» Data records:
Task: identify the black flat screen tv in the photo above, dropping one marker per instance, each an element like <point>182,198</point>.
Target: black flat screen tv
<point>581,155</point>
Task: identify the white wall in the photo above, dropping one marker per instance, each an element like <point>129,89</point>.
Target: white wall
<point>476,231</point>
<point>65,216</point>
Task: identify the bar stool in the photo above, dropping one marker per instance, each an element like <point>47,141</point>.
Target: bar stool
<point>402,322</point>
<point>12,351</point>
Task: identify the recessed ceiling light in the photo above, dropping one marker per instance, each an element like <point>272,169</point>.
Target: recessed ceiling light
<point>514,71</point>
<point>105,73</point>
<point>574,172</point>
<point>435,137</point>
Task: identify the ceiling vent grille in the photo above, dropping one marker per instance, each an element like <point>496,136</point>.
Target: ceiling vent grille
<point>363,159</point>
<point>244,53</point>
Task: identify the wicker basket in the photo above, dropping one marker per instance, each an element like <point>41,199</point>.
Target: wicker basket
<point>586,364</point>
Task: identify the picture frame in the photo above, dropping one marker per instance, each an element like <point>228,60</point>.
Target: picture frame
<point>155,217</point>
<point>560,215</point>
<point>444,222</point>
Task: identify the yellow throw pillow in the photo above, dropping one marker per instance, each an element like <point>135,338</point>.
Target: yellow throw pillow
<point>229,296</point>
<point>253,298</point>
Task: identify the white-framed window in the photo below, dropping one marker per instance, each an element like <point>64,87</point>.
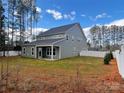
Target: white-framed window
<point>24,50</point>
<point>32,51</point>
<point>48,51</point>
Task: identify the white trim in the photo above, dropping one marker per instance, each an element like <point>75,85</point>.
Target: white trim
<point>24,50</point>
<point>52,52</point>
<point>59,52</point>
<point>58,41</point>
<point>32,51</point>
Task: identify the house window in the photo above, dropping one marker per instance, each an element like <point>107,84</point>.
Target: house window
<point>32,51</point>
<point>23,50</point>
<point>54,51</point>
<point>49,51</point>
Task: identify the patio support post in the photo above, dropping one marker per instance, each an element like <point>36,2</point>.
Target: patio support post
<point>59,52</point>
<point>52,52</point>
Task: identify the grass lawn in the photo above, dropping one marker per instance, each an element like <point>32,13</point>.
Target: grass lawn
<point>68,66</point>
<point>62,74</point>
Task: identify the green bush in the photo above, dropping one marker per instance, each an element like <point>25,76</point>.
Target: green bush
<point>107,58</point>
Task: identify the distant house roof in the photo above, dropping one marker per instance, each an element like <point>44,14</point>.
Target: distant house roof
<point>57,30</point>
<point>43,42</point>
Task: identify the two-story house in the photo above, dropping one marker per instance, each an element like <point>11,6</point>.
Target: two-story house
<point>57,43</point>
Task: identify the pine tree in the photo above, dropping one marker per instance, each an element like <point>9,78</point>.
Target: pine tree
<point>2,33</point>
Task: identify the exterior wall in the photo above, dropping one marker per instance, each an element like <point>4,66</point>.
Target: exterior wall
<point>56,52</point>
<point>120,61</point>
<point>28,52</point>
<point>93,53</point>
<point>75,43</point>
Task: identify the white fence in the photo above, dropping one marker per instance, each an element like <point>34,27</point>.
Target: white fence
<point>120,61</point>
<point>93,53</point>
<point>10,53</point>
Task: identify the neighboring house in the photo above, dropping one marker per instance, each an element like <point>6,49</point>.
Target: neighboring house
<point>57,43</point>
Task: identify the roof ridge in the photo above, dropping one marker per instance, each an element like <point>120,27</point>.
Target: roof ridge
<point>57,30</point>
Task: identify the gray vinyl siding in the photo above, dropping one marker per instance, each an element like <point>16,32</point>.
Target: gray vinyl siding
<point>68,48</point>
<point>72,46</point>
<point>28,51</point>
<point>57,54</point>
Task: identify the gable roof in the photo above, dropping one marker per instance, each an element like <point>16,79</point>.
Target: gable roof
<point>43,42</point>
<point>57,30</point>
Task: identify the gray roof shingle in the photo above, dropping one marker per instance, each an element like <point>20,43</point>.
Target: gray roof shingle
<point>57,30</point>
<point>42,42</point>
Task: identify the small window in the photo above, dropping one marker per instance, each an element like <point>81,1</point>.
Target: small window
<point>54,51</point>
<point>49,51</point>
<point>23,50</point>
<point>66,37</point>
<point>32,51</point>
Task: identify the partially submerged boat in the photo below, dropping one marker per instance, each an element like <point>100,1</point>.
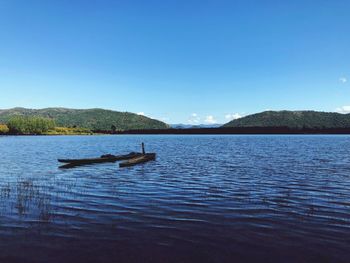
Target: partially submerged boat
<point>132,158</point>
<point>103,159</point>
<point>138,159</point>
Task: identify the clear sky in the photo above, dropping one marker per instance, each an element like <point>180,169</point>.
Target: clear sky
<point>179,61</point>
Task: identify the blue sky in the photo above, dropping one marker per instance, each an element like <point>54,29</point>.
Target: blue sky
<point>179,61</point>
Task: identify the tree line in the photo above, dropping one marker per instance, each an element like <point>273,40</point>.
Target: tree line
<point>29,125</point>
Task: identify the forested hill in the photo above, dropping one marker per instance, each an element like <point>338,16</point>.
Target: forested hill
<point>94,119</point>
<point>293,119</point>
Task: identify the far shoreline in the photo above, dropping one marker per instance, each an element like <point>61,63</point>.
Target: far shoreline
<point>209,131</point>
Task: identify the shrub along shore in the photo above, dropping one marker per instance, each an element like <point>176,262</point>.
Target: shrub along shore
<point>20,125</point>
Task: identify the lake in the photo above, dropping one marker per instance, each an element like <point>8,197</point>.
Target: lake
<point>207,198</point>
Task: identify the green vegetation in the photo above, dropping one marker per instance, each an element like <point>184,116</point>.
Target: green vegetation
<point>92,119</point>
<point>29,125</point>
<point>68,131</point>
<point>4,129</point>
<point>293,119</point>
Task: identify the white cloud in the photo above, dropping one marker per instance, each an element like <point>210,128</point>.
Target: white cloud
<point>344,109</point>
<point>210,119</point>
<point>233,116</point>
<point>194,119</point>
<point>343,80</point>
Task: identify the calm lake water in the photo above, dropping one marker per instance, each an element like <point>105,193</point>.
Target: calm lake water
<point>205,199</point>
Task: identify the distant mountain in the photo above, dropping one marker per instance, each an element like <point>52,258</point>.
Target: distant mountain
<point>191,126</point>
<point>94,119</point>
<point>293,119</point>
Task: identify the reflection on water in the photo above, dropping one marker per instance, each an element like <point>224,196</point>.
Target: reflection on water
<point>205,199</point>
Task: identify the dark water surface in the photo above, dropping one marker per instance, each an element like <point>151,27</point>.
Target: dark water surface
<point>206,199</point>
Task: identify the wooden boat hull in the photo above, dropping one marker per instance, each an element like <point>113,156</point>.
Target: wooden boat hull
<point>139,159</point>
<point>106,159</point>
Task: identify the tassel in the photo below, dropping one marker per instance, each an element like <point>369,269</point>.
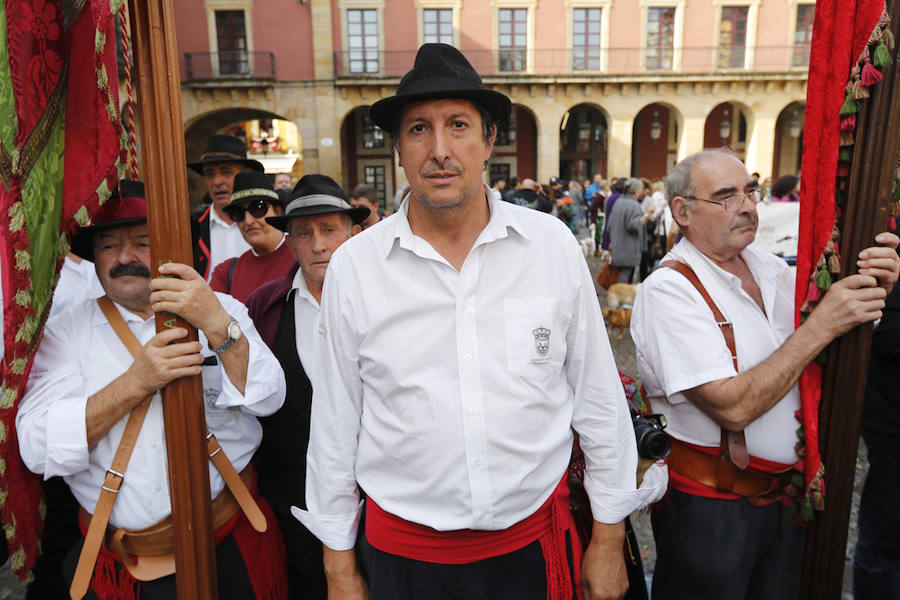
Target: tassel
<point>848,123</point>
<point>850,106</point>
<point>881,58</point>
<point>813,293</point>
<point>870,75</point>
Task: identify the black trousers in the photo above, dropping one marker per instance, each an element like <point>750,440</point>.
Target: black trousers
<point>725,549</point>
<point>519,575</point>
<point>233,580</point>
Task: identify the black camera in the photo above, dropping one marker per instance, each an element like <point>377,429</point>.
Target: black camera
<point>653,442</point>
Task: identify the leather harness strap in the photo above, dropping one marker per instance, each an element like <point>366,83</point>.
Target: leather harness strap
<point>733,444</point>
<point>116,473</point>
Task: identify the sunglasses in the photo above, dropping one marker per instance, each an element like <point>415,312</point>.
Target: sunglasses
<point>256,208</point>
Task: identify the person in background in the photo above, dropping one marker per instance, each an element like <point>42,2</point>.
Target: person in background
<point>626,226</point>
<point>316,222</point>
<point>282,181</point>
<point>365,196</point>
<point>219,237</point>
<point>269,257</point>
<point>728,389</point>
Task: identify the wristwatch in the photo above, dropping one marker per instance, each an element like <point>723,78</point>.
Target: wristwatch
<point>234,334</point>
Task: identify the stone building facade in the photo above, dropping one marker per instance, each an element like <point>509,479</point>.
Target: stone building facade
<point>620,87</point>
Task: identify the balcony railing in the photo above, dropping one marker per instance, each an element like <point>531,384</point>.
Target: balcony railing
<point>587,61</point>
<point>236,64</point>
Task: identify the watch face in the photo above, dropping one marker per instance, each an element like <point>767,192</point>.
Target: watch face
<point>234,330</point>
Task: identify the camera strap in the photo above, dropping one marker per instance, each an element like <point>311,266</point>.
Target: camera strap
<point>733,444</point>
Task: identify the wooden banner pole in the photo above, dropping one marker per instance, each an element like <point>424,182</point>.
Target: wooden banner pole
<point>165,176</point>
<point>865,214</point>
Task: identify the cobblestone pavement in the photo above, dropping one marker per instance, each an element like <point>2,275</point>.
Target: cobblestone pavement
<point>11,589</point>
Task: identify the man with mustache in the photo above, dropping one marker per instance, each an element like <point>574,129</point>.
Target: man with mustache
<point>219,236</point>
<point>460,342</point>
<point>89,399</point>
<point>719,357</point>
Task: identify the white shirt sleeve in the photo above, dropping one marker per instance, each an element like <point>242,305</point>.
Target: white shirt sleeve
<point>332,496</point>
<point>601,415</point>
<point>50,422</point>
<point>265,387</point>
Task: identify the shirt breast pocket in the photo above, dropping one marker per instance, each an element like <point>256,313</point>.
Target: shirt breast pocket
<point>212,387</point>
<point>535,336</point>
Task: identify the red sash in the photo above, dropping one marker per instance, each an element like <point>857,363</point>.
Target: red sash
<point>549,524</point>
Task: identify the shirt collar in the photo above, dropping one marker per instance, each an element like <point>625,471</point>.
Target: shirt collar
<point>299,285</point>
<point>752,258</point>
<point>501,220</point>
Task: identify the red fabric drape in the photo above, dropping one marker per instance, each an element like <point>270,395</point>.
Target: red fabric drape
<point>840,32</point>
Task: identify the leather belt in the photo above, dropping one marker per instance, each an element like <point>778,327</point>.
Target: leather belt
<point>159,538</point>
<point>720,474</point>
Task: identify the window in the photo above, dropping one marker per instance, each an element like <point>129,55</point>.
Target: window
<point>362,40</point>
<point>802,35</point>
<point>586,39</point>
<point>374,175</point>
<point>437,26</point>
<point>733,37</point>
<point>660,38</point>
<point>512,39</point>
<point>231,36</point>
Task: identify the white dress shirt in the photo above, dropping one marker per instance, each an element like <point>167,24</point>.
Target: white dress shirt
<point>451,396</point>
<point>79,355</point>
<point>77,282</point>
<point>679,346</point>
<point>306,309</point>
<point>225,241</point>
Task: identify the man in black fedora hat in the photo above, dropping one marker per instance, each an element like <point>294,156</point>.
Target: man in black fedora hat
<point>89,398</point>
<point>460,342</point>
<point>254,200</point>
<point>219,237</point>
<point>316,221</point>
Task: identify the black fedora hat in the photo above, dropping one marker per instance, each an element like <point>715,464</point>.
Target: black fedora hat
<point>252,185</point>
<point>125,207</point>
<point>317,195</point>
<point>224,148</point>
<point>440,71</point>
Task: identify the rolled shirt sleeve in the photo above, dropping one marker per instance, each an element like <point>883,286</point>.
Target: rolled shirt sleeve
<point>265,387</point>
<point>53,407</point>
<point>601,416</point>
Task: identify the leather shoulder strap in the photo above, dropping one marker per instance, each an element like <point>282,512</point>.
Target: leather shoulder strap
<point>733,444</point>
<point>115,474</point>
<point>725,326</point>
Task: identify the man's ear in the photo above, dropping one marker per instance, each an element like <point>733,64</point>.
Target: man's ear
<point>681,211</point>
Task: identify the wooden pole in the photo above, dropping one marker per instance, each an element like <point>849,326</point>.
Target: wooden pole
<point>165,177</point>
<point>865,214</point>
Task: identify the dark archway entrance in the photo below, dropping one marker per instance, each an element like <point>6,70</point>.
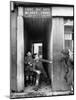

» Exercise objective:
Once the line containing "Task: identify the white-framed" has been written out, please stop; every line before it, back to the first line of the records above, should be given exactly.

» Your response:
Task: identify the black flat screen tv in the photo above, dropping one marker per instance, each an element like <point>182,198</point>.
Target: black flat screen tv
<point>581,155</point>
Task: identify the white wall in the photo above, dropping one marker per instance, each an element like <point>129,89</point>.
Target: white wall
<point>476,231</point>
<point>65,216</point>
Task: identify the bar stool in the photo above, dropping one marker per instance, each an element like <point>47,141</point>.
Target: bar stool
<point>402,322</point>
<point>12,351</point>
Task: identify the recessed ceiling light in the photo above, dropping one marker per instance, each an element like <point>272,169</point>.
Target: recessed ceiling light
<point>514,71</point>
<point>105,73</point>
<point>574,172</point>
<point>435,137</point>
Task: identify the ceiling vent grille in the photo above, dropping one marker per instance, each an element like <point>496,136</point>.
Target: ceiling vent grille
<point>363,159</point>
<point>244,53</point>
Task: identify the wicker basket in the photo above, dropping one marker per instance, each an element like <point>41,199</point>.
Target: wicker basket
<point>586,364</point>
Task: identify the picture frame in the photo above, dropping one marker per instance, each an element like <point>228,60</point>.
Target: picture frame
<point>155,217</point>
<point>560,215</point>
<point>444,222</point>
Task: identify the yellow throw pillow in the photo above, dropping one marker per instance, each an element like <point>135,338</point>.
Target: yellow throw pillow
<point>229,296</point>
<point>253,298</point>
Task: identify the white-framed window in the photo below, dropping one marker per instance, each an element like <point>64,87</point>.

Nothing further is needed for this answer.